Count the lines in the listing below that contain the string "Target", treating uppercase and lowercase as different. Give the number alone.

####

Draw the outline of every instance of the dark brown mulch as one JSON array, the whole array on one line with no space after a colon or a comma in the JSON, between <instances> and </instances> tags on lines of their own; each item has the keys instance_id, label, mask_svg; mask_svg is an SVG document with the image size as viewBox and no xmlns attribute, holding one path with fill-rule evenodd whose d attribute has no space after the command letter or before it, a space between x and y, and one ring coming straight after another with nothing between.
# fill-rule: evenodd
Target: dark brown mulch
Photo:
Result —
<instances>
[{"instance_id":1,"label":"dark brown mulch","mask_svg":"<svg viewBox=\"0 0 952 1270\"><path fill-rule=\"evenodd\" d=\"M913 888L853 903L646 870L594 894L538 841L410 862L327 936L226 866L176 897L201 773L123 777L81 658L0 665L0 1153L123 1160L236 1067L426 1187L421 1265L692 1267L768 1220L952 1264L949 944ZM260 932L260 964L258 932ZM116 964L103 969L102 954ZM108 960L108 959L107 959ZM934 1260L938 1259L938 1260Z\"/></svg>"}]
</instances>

####

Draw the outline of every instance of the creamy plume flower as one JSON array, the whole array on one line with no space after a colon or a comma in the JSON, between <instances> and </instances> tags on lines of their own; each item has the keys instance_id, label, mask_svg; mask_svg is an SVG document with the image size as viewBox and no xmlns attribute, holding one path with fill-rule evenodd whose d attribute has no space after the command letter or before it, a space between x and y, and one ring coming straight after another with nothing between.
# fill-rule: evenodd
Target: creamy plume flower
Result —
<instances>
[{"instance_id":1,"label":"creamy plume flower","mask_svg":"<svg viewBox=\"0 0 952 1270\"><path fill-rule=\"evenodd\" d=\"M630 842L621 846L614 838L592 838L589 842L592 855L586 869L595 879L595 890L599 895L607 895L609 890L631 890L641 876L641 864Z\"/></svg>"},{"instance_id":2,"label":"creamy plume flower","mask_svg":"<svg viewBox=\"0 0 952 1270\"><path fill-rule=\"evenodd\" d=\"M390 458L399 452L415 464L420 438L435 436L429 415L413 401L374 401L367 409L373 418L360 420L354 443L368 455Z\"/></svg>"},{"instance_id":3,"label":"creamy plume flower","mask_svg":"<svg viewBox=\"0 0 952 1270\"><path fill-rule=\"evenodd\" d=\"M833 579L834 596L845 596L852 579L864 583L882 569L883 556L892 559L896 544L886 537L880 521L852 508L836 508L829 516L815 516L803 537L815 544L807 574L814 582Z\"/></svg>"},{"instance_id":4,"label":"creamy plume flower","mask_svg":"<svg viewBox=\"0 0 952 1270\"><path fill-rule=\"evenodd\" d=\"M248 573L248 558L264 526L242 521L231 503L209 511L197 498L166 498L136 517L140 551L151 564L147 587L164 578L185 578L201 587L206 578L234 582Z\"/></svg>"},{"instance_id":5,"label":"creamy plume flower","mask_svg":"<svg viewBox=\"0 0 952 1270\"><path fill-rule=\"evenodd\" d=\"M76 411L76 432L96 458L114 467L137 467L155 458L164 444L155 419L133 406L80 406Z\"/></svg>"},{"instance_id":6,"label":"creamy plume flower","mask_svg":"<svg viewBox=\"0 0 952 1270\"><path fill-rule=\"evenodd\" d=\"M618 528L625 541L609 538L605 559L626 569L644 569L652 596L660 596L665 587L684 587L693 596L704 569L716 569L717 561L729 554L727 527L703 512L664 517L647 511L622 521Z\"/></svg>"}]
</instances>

####

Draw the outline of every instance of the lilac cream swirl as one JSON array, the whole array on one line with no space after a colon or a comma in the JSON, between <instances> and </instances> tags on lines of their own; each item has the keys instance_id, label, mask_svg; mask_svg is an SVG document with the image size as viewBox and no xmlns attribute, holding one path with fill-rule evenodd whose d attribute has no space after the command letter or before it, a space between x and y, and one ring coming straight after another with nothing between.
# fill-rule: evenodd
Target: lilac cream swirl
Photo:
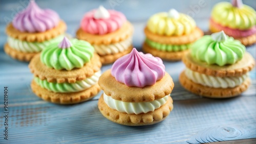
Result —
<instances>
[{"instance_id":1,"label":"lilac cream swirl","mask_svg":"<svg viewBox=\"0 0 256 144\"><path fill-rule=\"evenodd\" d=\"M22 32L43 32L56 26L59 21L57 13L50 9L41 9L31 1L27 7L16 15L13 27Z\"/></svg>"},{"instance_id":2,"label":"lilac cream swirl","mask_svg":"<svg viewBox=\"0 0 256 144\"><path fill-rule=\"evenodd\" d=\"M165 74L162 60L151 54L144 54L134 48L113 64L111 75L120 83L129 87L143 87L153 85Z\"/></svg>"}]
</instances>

####

*EXPECTED ANSWER*: 3